Text extract:
######
Speed limits, roads and the law: what you need to know

Speed limits and the law

‘You must not drive faster than the speed limit for the type of road and your type of vehicle.’ The government’s stance is pretty clear, and yet millions of motorists break the speed limit every day.

According to Department for Transport statistics, 46 percent of cars exceeded the speed limit on motorways in 2018, compared to 52 percent on 30mph and 10 percent on 60mph roads.

In the same year, the RAC Report on Motoring explored the reasons given for breaking the speed limit. Users were asked to select up to three reasons.

The top reason was ‘I drive according to the speed of other road users’. A case of following the crowd.

Interestingly, on roads with a 20mph restriction, 31 percent of motorists felt the speed limit was inappropriate.

Research shows that around 1,000 people are caught speeding every day, which is why Moneybarn has suggested laying out the law. By sticking to the following limits, you’ll avoid a run-in with the police or a fixed penalty notice (FPN).

National speed limits

Vehicle Built-up areas (mph) Single carriageways (mph) Dual carriageways (mph) Motorways (mph)
Cars, motorcycles, car-derived vans and dual-purpose vehicles 30 60 70 70
Cars, motorcycles, car-derived vans and dual-purpose vehicles when towing caravans or trailers 30 50 60 60
Motorhomes or motor caravans (not more than 3.05 tonnes maximum unladen weight) 30 60 70 70
Motorhomes or motor caravans (more than 3.05 tonnes maximum unladen weight) 30 50 60 70
Buses, coaches and minibuses (not more than 12 metres overall length) 30 50 60 70
Buses, coaches and minibuses (more than 12 metres overall length) 30 50 60 60
Goods vehicles (not more than 7.5 tonnes maximum laden weight) 30 50 60 70 (or 60 if articulated or towing a trailer)
Goods vehicles (more than 7.5 tonnes maximum laden weight) in England and Wales 30 50 60 60
Goods vehicles (more than 7.5 tonnes maximum laden weight) in Scotland 30 40 50 60

Locally set speed limits

Local councils can set their own speed limits in certain areas. These will be clearly signed.

Examples include:

  • A 20mph zone near a school, in a built-up area, or in a pedestrianised zone
  • A 50mph limit on a road with a high record of accidents, or with sharp corners, roundabouts and hidden dips

20mph speed limit sign

Vehicle-specific speed limits

There are specific rules for vans, car-derived vans, dual-purpose vehicles and motorhomes.
######
Extracted material:
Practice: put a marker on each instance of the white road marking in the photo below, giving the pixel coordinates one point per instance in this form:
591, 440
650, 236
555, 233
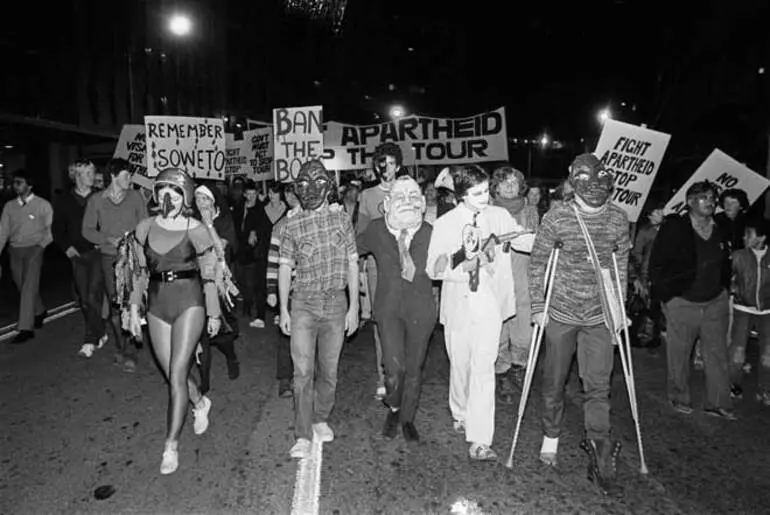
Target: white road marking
######
What you need to do: Retype the passage of the speed limits text above from "Research shows that" up to and including "penalty notice (FPN).".

Written response:
Research shows that around 1,000 people are caught speeding every day, which is why Moneybarn has suggested laying out the law. By sticking to the following limits, you’ll avoid a run-in with the police or a fixed penalty notice (FPN).